* start DOCUMENT PASSAGE *

Personal information
- Full name: Godfrey Robert Goldin
- Born: 10 June 1919 Abbotsford, Victoria
- Died: 7 February 1943 (aged 23) Territory of New Guinea
- Original team: Coburg Amateurs
- Position: Rover

Playing career^{1}
- Years: Club / Games (Goals)
- 1939: Essendon / 8 (6)
- ^{1} Playing statistics correct to the end of 1939.

= Godfrey Goldin =

Australian rules footballer (1919–1943)

Godfrey Robert Goldin (10 June 1919 – 7 February 1943) was a champion schoolboy Australian rules footballer who also played with Essendon in the Victorian Football League (VFL).

He died of wounds sustained in action while serving with the Second AIF in New Guinea during World War II.

==Family==
The son of Robert Vane Goldin (1886-1969), and Ellen Christina Goldin (1890-1973), née Graham, Godfrey Robert Goldin was born on 10 June 1919.

He was engaged to Grace Lillian Osborne in September 1942. They never married.

His younger brother, Allan "Dick" Goldin, played 104 games in six seasons (1947 to 1952) for the Preston Football Club in the Victorian Football Association (VFA). He later coached Preston Seconds.

==Football==
===East Coburg State School===
He was a champion schoolboy footballer, he played for the East Coburg State School team (coached by Jack Baggott, and represented Victoria in the 1933 Inter-State Schoolboys' Australian Rules Carnival in Brisbane.

* end DOCUMENT PASSAGE *

DIRECTIVES
1. Summarize the biography above in two sentences.
2. Locate each line in the rows below that contains the word "tree", and copy those lines out in full.

* start STORED DATA *

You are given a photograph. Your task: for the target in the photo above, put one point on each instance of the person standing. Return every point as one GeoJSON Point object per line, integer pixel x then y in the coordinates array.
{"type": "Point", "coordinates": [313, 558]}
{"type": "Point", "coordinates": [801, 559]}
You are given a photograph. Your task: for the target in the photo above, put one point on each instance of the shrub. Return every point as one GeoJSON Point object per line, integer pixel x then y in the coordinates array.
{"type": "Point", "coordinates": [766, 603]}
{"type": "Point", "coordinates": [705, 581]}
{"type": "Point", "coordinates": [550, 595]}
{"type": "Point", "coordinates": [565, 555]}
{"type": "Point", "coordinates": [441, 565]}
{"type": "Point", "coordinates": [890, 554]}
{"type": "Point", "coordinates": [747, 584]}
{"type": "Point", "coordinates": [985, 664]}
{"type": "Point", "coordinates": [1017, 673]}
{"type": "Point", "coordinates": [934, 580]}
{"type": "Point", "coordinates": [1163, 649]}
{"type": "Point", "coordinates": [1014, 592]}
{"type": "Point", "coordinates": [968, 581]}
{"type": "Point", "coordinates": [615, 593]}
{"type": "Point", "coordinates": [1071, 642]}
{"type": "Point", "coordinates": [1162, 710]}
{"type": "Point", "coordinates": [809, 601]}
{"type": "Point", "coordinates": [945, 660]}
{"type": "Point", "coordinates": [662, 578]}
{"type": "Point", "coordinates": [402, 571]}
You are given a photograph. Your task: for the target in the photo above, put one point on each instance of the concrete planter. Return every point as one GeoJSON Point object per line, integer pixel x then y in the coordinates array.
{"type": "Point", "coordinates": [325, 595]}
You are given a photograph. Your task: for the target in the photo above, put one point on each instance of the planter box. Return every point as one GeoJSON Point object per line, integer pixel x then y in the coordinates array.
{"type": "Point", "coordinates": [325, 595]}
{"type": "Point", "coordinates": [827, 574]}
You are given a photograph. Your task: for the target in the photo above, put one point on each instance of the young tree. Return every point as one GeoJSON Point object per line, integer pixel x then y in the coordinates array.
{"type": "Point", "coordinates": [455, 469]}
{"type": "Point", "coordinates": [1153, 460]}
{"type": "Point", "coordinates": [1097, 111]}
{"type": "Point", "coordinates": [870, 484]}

* end STORED DATA *

ANSWERS BY TASK
1. Godfrey Robert Goldin (1919–1943) was a champion schoolboy Australian rules footballer who also played eight games for Essendon in the Victorian Football League in 1939. He died of wounds sustained in action while serving with the Second AIF in New Guinea during World War II.

2.
You are given a photograph. Your task: for the target in the photo above, put one point on each instance of the young tree. Return every point as one GeoJSON Point object per line, integer pixel x then y in the coordinates array.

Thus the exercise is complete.